* YOUR OBJECTIVE *
Set down each record exactly. Omit the pictures.

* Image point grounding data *
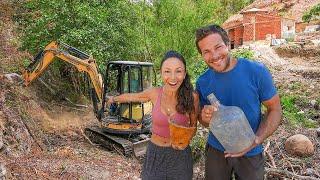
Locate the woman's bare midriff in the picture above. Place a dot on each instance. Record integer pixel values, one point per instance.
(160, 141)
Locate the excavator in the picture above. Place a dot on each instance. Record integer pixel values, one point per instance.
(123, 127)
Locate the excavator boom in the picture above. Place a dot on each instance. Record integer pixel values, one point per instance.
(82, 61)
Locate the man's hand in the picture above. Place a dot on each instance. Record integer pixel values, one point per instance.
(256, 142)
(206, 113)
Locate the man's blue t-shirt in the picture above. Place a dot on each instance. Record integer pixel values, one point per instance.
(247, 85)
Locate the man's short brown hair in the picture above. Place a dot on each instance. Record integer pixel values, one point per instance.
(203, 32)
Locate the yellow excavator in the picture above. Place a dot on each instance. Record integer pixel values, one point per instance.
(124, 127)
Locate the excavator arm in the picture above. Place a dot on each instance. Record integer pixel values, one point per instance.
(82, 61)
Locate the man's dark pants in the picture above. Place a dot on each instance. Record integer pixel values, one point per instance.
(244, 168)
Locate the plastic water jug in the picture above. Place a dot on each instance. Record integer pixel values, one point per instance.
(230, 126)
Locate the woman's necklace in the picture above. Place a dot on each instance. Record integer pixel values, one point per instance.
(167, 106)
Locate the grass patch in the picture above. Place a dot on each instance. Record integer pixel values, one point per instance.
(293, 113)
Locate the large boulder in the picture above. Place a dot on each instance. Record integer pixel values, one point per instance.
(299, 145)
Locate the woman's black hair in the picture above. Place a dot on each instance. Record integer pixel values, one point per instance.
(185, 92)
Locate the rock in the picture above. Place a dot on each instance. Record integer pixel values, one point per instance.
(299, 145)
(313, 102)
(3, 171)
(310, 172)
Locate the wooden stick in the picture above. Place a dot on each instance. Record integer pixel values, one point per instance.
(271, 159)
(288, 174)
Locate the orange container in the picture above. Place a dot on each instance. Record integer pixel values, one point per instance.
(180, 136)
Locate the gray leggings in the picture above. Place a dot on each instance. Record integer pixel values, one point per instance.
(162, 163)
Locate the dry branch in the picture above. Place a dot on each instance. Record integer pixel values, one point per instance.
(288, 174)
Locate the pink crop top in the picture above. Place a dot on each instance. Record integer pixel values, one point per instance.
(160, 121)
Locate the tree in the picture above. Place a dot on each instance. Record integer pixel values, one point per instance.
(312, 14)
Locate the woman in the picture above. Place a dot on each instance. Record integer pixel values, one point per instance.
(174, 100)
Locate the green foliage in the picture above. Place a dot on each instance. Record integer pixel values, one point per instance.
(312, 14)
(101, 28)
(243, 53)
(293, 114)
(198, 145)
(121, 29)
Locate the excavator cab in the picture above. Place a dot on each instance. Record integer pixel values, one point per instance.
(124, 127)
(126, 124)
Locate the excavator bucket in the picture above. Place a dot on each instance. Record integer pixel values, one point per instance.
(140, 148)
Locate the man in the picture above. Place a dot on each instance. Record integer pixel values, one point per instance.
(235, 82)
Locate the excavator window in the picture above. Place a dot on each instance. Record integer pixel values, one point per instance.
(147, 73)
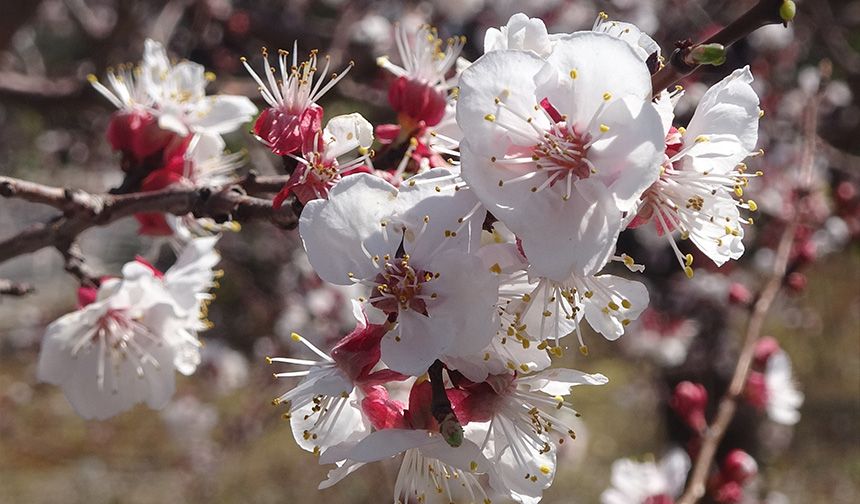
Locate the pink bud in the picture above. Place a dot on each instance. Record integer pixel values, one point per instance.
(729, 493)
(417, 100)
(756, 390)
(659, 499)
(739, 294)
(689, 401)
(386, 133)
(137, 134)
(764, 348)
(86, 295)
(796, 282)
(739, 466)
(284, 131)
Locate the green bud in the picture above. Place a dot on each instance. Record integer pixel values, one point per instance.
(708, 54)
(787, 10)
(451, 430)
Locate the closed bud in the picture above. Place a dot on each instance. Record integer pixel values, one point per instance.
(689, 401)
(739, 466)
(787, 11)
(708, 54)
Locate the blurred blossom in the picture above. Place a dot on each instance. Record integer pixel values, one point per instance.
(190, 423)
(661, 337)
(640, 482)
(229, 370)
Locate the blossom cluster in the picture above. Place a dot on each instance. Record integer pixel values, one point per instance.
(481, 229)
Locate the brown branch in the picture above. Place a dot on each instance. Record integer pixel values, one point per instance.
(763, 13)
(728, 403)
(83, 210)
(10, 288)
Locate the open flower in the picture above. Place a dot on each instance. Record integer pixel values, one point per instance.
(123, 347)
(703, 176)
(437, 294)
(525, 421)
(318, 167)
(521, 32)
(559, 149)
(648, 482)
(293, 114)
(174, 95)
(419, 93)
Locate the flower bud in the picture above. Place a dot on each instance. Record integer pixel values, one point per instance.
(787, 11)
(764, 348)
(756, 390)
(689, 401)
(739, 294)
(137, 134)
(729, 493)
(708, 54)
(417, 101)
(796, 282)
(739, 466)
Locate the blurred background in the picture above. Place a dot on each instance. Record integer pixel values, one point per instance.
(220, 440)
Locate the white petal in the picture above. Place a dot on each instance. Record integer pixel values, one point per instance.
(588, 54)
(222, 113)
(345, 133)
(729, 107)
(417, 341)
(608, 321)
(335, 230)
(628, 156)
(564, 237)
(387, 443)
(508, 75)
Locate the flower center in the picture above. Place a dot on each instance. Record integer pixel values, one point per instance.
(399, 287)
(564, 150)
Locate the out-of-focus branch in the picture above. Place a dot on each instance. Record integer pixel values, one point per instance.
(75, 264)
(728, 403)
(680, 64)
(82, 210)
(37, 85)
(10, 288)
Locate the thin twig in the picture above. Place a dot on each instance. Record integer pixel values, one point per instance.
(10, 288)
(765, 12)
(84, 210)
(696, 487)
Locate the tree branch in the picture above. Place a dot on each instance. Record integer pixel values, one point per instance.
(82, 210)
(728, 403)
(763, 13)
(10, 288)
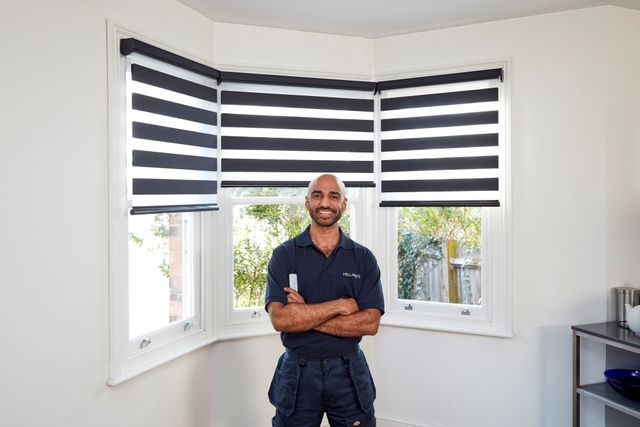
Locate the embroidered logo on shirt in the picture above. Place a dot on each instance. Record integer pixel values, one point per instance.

* ANSWER FOR THIS EXERCISE *
Locate the woman's bare midriff in the picture above. Place a dot on each instance. Record integer pixel values, one point per instance.
(160, 141)
Locate the excavator in the picture above. Place a dot on each instance. Record integer pixel values, one point per instance.
(123, 127)
Locate the excavator boom in the picture above. Place a dot on each instance. Record integer pixel values, one point per instance.
(82, 61)
Locate the man's hand in the picture above. Place a dot on each instance. Record integer pixel values, one point per instance.
(256, 142)
(206, 113)
Locate the man's blue t-shirt in the picture above. Place a dot on each instance. Record integer pixel values, one point per instance.
(247, 85)
Locate the man's short brown hair in the picture above. Place a dot on each instance. Record integer pixel values, one point per instance.
(203, 32)
Locate the yellow excavator in the picture above. Place a dot on each instance. Record integer pixel values, one point per instance.
(124, 127)
Locate the excavator arm in the picture above. Place a dot on each instance. Record integer pixel values, one point per instance.
(82, 61)
Locate the man's dark pants in the picture above. Place a dot on each instance. Record integer pixel values, one point per instance.
(244, 168)
Locate the plastic water jug in the picture above. Place a dot on each instance. Record integer pixel values, one point per instance.
(230, 126)
Locate the woman's necklace in the picture above. Place a dot on each instance. Record integer pixel values, one point per instance.
(167, 106)
Locate the grass patch in the picture above. Place a dot on each instance. Record integer pixel values, one point per instance.
(293, 113)
Locate the large boulder in the picture above. Place a dot on each instance. Record integer pixel values, one point per instance.
(299, 145)
Locate the woman's black hair in the picture above. Place a dot on each instance. Record integer pixel values, one point per instance.
(185, 92)
Locate the rock in the picture above. Place a dot on each instance. Record integer pixel values, one point per instance.
(299, 145)
(313, 102)
(3, 171)
(310, 172)
Locate the wooden stick in the picture above. Place a dot on each instance. Record integer pixel values, one point per instance.
(271, 159)
(288, 174)
Locate the orange container in the picture above. Place a dot on each instance. Record integer pixel values, one point per instance.
(180, 136)
Locate the gray leggings in the picture above. Place a dot on each instance. Record integer pixel values, one point per instance.
(162, 163)
Locate the dry branch in the picture above. Place a dot on each instance. Record integer pixel values, one point per instance.
(288, 174)
Locate the pink crop top in the picture above. Place a dot on each instance. Record integer pixel values, one point per instance.
(160, 121)
Locate the tree in the picture above. Place a dot on each instance. Record integer pixel values, one point per instance.
(312, 14)
Locate the woman in the picture above. Place a dot on each instance. Record integer pixel values, one point per instance.
(174, 100)
Locate the green foliage in the picture above. Place a dot on each instance. Record integer pixel values, one point per instance.
(312, 14)
(101, 28)
(243, 53)
(293, 114)
(198, 145)
(121, 29)
Locate the excavator cab in the picture above. Place a dot on each instance. Record integer pixel values, one point per instance.
(124, 127)
(126, 124)
Locate the excavator bucket in the picture above. Place a dot on each instance. Record integer pixel values, one point per instance.
(140, 148)
Locate the man in the picture above. Place a dot on each instance. Record integer pixel values, one point per instance.
(235, 82)
Locate the excavator window in the picture above. Place a dot on each instance. Record integer pixel values, one point per instance.
(147, 73)
Locate the pink bud in the picture above. Place a dot on each instance. Record integer pixel values, one point per instance.
(729, 493)
(417, 100)
(756, 390)
(659, 499)
(739, 294)
(689, 401)
(386, 133)
(137, 134)
(764, 348)
(86, 295)
(796, 282)
(739, 466)
(284, 131)
Locate the green bud in the picture above. Place a dot on each instance. Record integer pixel values, one point per instance.
(708, 54)
(787, 10)
(451, 430)
Locate the closed bud in the picture above. Place a dot on each instance. Record integer pixel values, one point per instance.
(689, 401)
(739, 466)
(787, 11)
(708, 54)
Locate the blurred blossom in the picture above. Place a dot on each instance. Record integer pixel values, one point per instance.
(190, 423)
(661, 337)
(640, 482)
(229, 370)
Locate the blossom cluster in the picture above. Place a dot on each instance. Record integer pixel values, one point per instance.
(481, 229)
Locate the brown branch in the picture above. Place a dot on each instance. Record integer pixel values, one point per instance.
(763, 13)
(728, 403)
(83, 210)
(10, 288)
Locate the open flower in the picture above. Place a dot on each instance. Record integer pixel values, one point per instance.
(123, 347)
(703, 176)
(437, 294)
(525, 421)
(318, 167)
(521, 32)
(559, 149)
(648, 482)
(293, 114)
(174, 95)
(419, 93)
Locate the flower bud in the picture above. Place a dot on each instance. Record integer pixel values, one point per instance.
(787, 11)
(764, 348)
(756, 390)
(689, 401)
(739, 294)
(137, 134)
(729, 493)
(708, 54)
(417, 101)
(796, 282)
(739, 466)
Locate the blurred background in the picture above. Place a dot on each instance. Record integer pixel values, one point per instance.
(220, 440)
Locate the white petal in the picture above. Place a dot on each instance. Record integer pixel values, one point per instance.
(588, 54)
(222, 113)
(345, 133)
(729, 107)
(417, 341)
(608, 321)
(335, 230)
(628, 156)
(564, 237)
(387, 443)
(508, 75)
Locate the flower center in the picture above. Place a dot on each instance. Record integer pixel values, one point per instance.
(399, 287)
(564, 150)
Locate the out-of-focus branch in the picture above. Place a dot on each instance. Record integer pixel values, one point per instance.
(75, 264)
(728, 403)
(680, 64)
(82, 210)
(37, 85)
(10, 288)
Locate the thin twig in the picture above. Place a dot on each instance. Record integer pixel values, one point per instance.
(10, 288)
(765, 12)
(84, 210)
(696, 487)
Locate the tree branch in the picture above. Place a dot on each instance. Record integer pixel values, one point per instance.
(82, 210)
(728, 403)
(763, 13)
(10, 288)
Locate the embroidered logo on shirt in the picture above. Place a dot on each instance. Record integer pixel values, one point per instance.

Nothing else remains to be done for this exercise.